Page text:
Meta Platforms’ proposed acquisition of enterprise AI startup Manus AI, reportedly valued at around $2.5 billion, including retention packages, has hit a regulatory roadblock after China barred the foreign takeover and ordered the parties to unwind the transaction.
The decision was issued by the office under the National Development and Reform Commission (NDRC), which oversees China’s foreign investment security review mechanism. According to China Daily, the move was taken in accordance with national security regulations, reflecting tighter scrutiny of cross-border deals involving advanced technologies.
Manus AI, originally founded in China and now headquartered in Singapore, has rapidly emerged as a high-growth player in the enterprise AI space. The company was valued at approximately $500 million in May following a $75 million Series B round, but has since reportedly surpassed $100 million in annual recurring revenue within months of launching its platform.
The startup specialises in general-purpose AI agents capable of autonomously executing enterprise tasks such as market research, coding, data analysis, and recruitment screening. Its subscription-based model targets corporate clients seeking multi-functional AI automation beyond traditional chatbots.

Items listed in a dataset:
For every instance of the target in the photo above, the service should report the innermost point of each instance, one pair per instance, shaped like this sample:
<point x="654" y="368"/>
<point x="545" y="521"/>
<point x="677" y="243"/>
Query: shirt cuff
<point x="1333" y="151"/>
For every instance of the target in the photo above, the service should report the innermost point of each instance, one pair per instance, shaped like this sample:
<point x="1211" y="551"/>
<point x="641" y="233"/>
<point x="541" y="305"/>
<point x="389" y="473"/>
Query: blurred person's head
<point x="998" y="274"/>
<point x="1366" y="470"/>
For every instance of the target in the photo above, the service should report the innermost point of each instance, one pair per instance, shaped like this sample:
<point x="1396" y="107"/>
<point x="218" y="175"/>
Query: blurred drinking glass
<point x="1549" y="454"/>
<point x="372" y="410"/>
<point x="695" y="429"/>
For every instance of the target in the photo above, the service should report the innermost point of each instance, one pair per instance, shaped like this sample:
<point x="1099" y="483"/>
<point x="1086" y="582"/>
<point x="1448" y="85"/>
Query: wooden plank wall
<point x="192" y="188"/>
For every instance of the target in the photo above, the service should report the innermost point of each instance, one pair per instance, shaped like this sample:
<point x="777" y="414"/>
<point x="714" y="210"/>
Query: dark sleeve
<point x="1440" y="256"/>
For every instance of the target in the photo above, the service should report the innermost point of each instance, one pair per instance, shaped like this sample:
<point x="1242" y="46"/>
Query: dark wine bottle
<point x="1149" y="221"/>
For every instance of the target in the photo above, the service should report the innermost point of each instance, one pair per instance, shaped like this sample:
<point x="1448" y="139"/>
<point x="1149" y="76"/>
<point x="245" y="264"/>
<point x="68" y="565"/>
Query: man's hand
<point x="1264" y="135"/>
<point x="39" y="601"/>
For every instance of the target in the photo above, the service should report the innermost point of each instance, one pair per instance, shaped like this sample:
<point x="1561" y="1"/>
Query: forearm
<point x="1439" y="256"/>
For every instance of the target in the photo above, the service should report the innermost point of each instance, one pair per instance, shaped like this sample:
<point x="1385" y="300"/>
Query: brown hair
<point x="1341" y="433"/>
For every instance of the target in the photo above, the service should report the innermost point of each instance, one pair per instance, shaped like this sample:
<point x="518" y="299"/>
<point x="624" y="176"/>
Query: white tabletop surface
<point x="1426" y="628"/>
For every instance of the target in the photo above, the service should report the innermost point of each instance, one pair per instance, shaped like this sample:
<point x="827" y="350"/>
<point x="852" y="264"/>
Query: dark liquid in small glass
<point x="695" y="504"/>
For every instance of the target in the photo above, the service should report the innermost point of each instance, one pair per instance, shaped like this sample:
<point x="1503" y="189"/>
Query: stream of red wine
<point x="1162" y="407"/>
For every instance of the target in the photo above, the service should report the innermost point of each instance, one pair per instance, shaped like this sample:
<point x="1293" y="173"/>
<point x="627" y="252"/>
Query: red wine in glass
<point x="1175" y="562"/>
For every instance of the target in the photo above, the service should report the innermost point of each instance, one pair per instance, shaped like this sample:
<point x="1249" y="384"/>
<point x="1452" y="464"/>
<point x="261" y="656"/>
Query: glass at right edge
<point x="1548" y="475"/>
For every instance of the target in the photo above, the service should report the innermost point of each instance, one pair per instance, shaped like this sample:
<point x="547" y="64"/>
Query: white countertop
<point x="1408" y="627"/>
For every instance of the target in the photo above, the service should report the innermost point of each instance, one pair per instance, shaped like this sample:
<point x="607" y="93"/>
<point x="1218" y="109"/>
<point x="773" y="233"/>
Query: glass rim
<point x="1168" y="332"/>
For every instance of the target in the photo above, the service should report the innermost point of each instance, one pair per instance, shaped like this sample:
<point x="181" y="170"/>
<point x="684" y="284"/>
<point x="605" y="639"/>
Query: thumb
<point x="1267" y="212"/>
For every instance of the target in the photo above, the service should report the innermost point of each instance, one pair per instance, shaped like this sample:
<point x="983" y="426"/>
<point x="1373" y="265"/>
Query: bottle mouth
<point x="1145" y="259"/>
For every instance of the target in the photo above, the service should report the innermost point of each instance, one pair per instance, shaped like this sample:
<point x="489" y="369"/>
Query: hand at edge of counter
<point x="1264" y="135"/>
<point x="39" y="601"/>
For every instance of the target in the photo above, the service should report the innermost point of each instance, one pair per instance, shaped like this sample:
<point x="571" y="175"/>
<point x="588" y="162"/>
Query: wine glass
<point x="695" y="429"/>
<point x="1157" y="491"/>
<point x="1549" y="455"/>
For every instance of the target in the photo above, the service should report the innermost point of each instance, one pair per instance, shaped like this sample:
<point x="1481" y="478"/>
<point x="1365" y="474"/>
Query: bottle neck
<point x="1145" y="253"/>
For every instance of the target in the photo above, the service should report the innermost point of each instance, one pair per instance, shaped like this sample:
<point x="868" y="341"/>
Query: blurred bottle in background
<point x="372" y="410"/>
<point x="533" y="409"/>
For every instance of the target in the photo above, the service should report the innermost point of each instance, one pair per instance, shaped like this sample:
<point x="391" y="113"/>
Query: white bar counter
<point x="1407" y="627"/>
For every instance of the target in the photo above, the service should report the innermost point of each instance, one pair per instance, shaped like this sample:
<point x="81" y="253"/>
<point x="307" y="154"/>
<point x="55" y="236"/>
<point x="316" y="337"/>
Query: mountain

Activity list:
• A. According to the Manus AI article, where is Manus AI now headquartered?
• B. Resume the Manus AI article from the point where it stops.

Answers provided:
• A. Singapore.

• B.
Following its latest funding round, Manus relocated its China-based workforce to Singapore, a move aimed at mitigating geopolitical and regulatory risks as it expanded globally. However, the latest decision highlights that cross-border AI deals involving Chinese-origin technologies remain highly sensitive.
For Meta, the acquisition would have marked its first major push into enterprise AI services, positioning it more directly against competitors such as Microsoft, Google, Salesforce, and OpenAI, all of which are investing heavily in agent-based AI for business applications.
The blocked deal underscores the growing intersection of AI innovation and national security considerations. As global tech giants race to commercialise agentic AI, regulatory barriers, particularly in geopolitically sensitive markets, are increasingly shaping the trajectory of high-value acquisitions.